- Exercise task:
Collect every line of the data below that contains the word "comma", and copy each such line in full. Case counts, so only lines with that exact capitalization qualify.

- Data in this exercise:
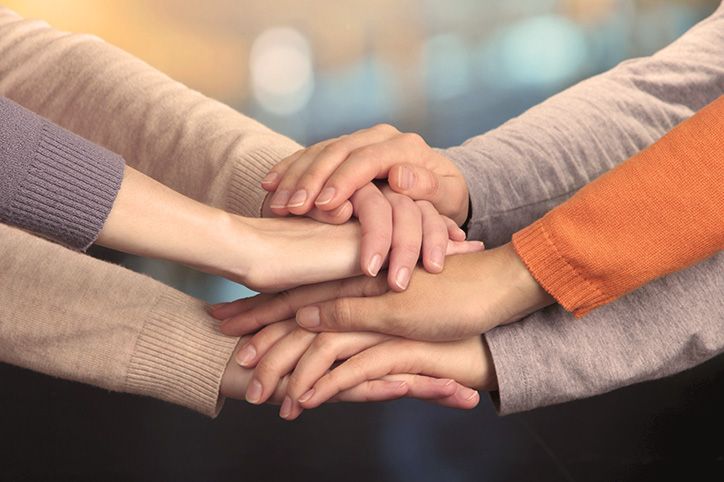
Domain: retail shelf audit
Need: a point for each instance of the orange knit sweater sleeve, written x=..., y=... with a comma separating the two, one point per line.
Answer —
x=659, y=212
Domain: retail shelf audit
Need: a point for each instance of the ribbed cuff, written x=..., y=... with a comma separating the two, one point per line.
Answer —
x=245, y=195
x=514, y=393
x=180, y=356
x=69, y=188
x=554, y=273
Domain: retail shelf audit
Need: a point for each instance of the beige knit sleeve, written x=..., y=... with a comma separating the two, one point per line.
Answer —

* * *

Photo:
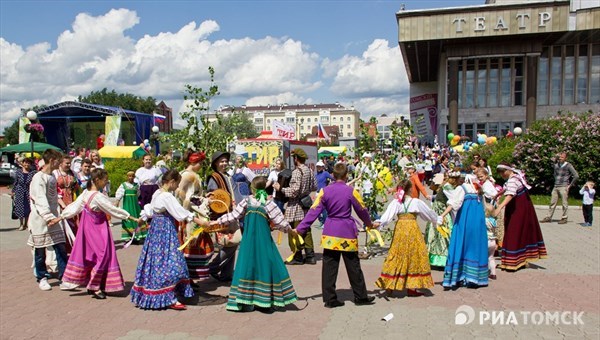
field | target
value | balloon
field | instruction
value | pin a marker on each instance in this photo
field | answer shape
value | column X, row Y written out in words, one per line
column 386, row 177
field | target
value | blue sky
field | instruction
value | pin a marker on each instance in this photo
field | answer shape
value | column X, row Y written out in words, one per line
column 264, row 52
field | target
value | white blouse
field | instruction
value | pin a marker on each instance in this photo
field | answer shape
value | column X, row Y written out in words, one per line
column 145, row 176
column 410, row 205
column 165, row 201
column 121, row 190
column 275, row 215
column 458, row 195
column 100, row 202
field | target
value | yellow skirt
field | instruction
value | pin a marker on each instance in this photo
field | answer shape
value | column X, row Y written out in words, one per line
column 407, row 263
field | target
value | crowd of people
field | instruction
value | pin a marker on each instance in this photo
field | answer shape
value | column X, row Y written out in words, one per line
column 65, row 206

* * *

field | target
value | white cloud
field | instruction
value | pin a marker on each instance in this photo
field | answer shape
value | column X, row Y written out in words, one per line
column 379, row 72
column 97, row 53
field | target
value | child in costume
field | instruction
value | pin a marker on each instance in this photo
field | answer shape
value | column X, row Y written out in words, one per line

- Worked answer:
Need: a point for each instance of the orange knit sweater sleeve, written x=..., y=... with a comma separating the two, one point per line.
Need: a point for each instance of the ribbed cuff, written x=..., y=... with a comma separating the two, one point per line.
Need: a point for each instance of the beige knit sleeve, written x=..., y=... with a comma separating the two, one point per line.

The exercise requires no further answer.